● Page extract:
▽

Conscious Parenting Guide

from The Well Baby Book by Mike Samuels, M.D. and Nancy Samuels


Copyright © 1979, 1991 Mike Samuels, M.D. and Nancy Samuels

Summit Books, Simon and Schuster Building, Rockefeller Center

1230 Ave of the Americas NY, NY 10020




Television is one of the major, if not the major, agent of socialization for our children. The effects of television viewing have been extensively researched, yet most parents know nothing about the results of these studies. As of 1980, the average preschooler watched twenty-nine hours of television per week —between three and four hours a day. By the time the average child reached high school, he or she had spent more time watching TV than in any other single waking activity. Again, this is not something most parents are aware of or think about very often.


Extensive television viewing has preponderantly negative effects on a broad range of developmental parameters. Not only does TV have negative psychological effects, it prevents children from engaging in activities that would have positive effects. The most widely studied effect has to do with violence. Television viewing produces increased aggressive behavior and increased acceptance of violence. These studies are so convincing that as early as 1972 the Surgeon General of the United States issued the warning, " A causal relationship has been shown between violence viewing and aggression. TV violence is harmful to the viewer." [...]


The second major effect of TV is the blending of fantasy and reality. This is especially significant for young children who have not yet learned to distinguish fantasy from reality. Adults are able to realize that what is portrayed on TV generally has nothing to do with the reality of life, either their own or what they see around them. Young children who have not yet reached the age of reason are totally unable to make such distinctions. Many segments of the population, including minorities, old people, women and children, and even men are not portrayed as they really are, either in terms of their activities or their reactions. [...] Beyond this, children see an estimated 20,000 commercials a year, which likewise present an abbreviated or unreal life-style. All 20,000 of these messages are expertly produced pieces designed to convince people that happiness and fulfillment result from the consumption of material objects, which in reality are often dangerous or unhealthy. Studies of seven-year-olds have shown that the more they watch TV, the more they believe the distorted reality they see on it.


For young children, television is a significant source of information—much of it misinformation—about sex and sexual roles. Most often TV tends to trivialize sex or make it a tool with which to manipulate people. Sex is rarely portrayed as part of a meaningful relationship. TV is not a source of biologically correct facts, rather it emphasizes the more unusual sexual practices such as prostitution and brief sexual encounters.


Dr. T. Barry Brazelton has written about the fact that television encourages a passive stance toward the world. Television images are so compelling that, while nursing, a a young baby will often look at a TV screen in preference to it's mother’s face. Later, as young children become able to interpret action, they become overwhelmed by the implications and shut down emotionally because they do not know how to deal with the information they see. Many social scientists are concerned that the passivity induced by TV viewing prevents children from participating fully with friends, hobbies, school, and family.

△

● Tasks:
1 - As of 1980, how many hours of television per week did the average preschooler watch, according to the television passage?
2 - Duplicate the television passage starting with "1230 Ave of" and going on through "about very often.".
This material comes from a separate source.

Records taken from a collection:
▽

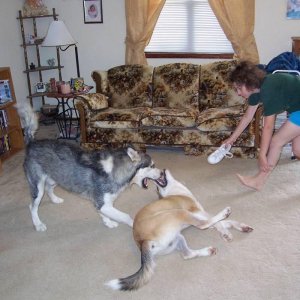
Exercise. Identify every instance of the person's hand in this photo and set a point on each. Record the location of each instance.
(263, 163)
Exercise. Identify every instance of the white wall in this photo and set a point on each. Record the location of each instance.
(102, 45)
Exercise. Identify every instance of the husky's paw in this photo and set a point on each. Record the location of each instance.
(109, 223)
(246, 228)
(130, 222)
(40, 227)
(56, 199)
(226, 212)
(211, 251)
(227, 237)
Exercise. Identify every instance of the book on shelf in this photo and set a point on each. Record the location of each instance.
(3, 119)
(5, 92)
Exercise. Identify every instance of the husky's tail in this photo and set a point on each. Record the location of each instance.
(28, 119)
(141, 277)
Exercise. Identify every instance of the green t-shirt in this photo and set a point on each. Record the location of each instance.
(279, 92)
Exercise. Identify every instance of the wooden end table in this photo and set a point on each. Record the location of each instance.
(68, 120)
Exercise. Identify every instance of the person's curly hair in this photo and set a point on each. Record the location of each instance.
(248, 74)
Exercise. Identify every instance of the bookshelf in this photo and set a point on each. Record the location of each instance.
(11, 134)
(32, 49)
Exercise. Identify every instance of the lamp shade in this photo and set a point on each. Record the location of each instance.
(58, 35)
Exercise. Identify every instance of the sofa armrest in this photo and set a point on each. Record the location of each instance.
(94, 101)
(80, 106)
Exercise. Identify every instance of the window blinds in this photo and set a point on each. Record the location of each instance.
(188, 26)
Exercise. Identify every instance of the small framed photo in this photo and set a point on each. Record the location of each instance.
(92, 10)
(293, 9)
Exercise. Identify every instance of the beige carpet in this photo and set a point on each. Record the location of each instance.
(77, 254)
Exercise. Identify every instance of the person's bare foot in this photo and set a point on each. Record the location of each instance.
(252, 182)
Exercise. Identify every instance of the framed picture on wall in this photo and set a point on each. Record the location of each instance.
(293, 9)
(92, 10)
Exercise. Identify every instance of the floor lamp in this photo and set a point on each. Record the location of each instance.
(58, 35)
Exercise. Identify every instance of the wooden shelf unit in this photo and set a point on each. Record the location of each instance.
(39, 68)
(13, 131)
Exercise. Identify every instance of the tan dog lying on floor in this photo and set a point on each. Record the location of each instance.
(157, 229)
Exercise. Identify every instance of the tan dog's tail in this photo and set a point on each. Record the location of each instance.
(141, 277)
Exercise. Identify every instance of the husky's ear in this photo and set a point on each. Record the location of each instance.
(134, 155)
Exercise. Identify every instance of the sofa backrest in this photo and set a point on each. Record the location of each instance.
(215, 89)
(129, 86)
(176, 85)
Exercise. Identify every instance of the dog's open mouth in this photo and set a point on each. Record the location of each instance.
(161, 181)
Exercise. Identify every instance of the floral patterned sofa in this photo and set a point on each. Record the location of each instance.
(179, 104)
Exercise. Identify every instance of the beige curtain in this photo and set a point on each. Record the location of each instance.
(141, 17)
(236, 17)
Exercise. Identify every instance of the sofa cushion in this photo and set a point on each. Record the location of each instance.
(220, 119)
(95, 101)
(215, 88)
(118, 118)
(130, 86)
(176, 86)
(170, 117)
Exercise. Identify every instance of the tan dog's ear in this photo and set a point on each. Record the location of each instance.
(134, 155)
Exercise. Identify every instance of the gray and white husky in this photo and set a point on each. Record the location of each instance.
(98, 175)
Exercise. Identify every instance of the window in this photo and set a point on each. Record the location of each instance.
(188, 28)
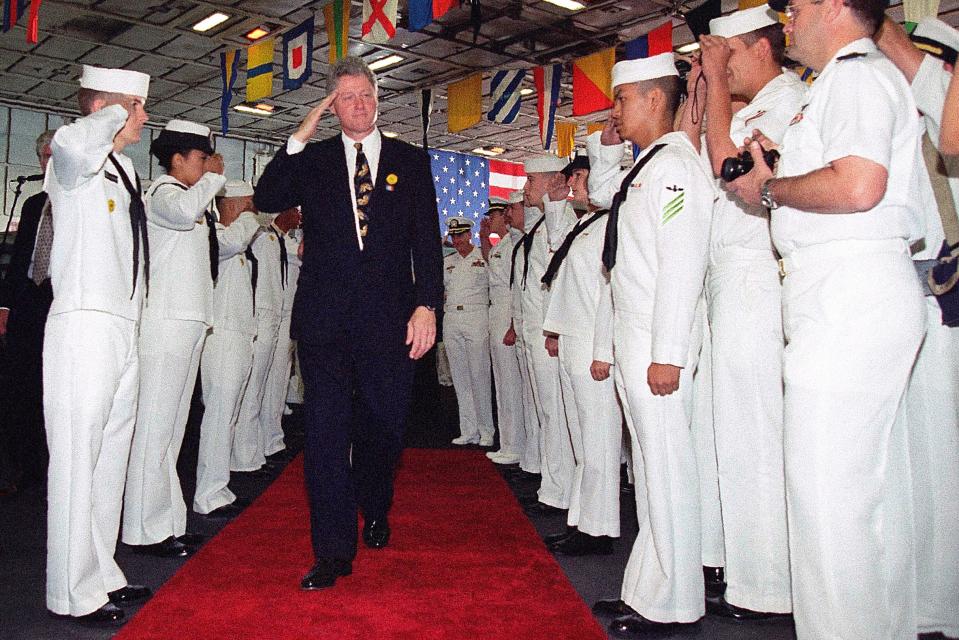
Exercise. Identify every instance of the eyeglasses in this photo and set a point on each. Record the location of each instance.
(792, 11)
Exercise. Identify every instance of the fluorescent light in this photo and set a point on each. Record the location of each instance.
(572, 5)
(385, 62)
(257, 33)
(210, 21)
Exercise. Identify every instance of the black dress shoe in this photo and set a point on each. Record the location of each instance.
(129, 594)
(376, 533)
(633, 625)
(324, 573)
(719, 607)
(169, 548)
(612, 608)
(582, 544)
(109, 615)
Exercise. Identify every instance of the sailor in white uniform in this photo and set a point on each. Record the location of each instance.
(228, 353)
(580, 312)
(932, 399)
(91, 362)
(466, 333)
(506, 374)
(846, 204)
(176, 317)
(656, 246)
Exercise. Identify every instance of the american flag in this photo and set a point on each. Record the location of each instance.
(464, 184)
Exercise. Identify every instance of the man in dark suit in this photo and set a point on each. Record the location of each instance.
(360, 317)
(25, 297)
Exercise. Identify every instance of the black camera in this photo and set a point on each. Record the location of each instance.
(743, 163)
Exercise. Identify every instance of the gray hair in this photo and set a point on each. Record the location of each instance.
(349, 66)
(43, 140)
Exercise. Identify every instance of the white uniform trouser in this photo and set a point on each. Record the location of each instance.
(153, 507)
(596, 434)
(664, 578)
(90, 399)
(274, 397)
(248, 452)
(225, 372)
(713, 541)
(932, 411)
(745, 315)
(466, 336)
(509, 384)
(529, 457)
(854, 318)
(555, 449)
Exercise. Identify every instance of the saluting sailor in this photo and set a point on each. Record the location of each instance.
(466, 333)
(184, 260)
(91, 365)
(228, 353)
(656, 246)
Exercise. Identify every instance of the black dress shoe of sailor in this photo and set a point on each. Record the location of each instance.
(129, 594)
(633, 625)
(376, 533)
(169, 548)
(583, 544)
(719, 607)
(612, 608)
(109, 615)
(324, 573)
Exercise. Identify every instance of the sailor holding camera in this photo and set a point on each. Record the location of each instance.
(743, 56)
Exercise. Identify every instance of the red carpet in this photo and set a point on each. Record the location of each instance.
(463, 562)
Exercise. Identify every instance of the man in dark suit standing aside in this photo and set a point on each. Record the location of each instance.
(360, 317)
(25, 297)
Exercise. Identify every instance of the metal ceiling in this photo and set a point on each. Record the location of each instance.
(155, 36)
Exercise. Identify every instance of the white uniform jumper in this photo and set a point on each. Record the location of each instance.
(506, 373)
(226, 363)
(175, 320)
(466, 335)
(854, 318)
(90, 372)
(580, 312)
(745, 317)
(657, 283)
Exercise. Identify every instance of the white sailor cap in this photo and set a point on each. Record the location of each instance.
(457, 225)
(544, 164)
(131, 83)
(740, 22)
(658, 66)
(236, 189)
(937, 38)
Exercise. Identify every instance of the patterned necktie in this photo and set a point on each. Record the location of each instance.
(41, 251)
(363, 184)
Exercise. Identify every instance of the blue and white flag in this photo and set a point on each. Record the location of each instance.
(504, 94)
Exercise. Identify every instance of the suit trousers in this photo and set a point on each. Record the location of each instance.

△

● Answers below:
1 - Twenty-nine hours per week, or between three and four hours a day.

2 -
1230 Ave of the Americas NY, NY 10020




Television is one of the major, if not the major, agent of socialization for our children. The effects of television viewing have been extensively researched, yet most parents know nothing about the results of these studies. As of 1980, the average preschooler watched twenty-nine hours of television per week —between three and four hours a day. By the time the average child reached high school, he or she had spent more time watching TV than in any other single waking activity. Again, this is not something most parents are aware of or think about very often.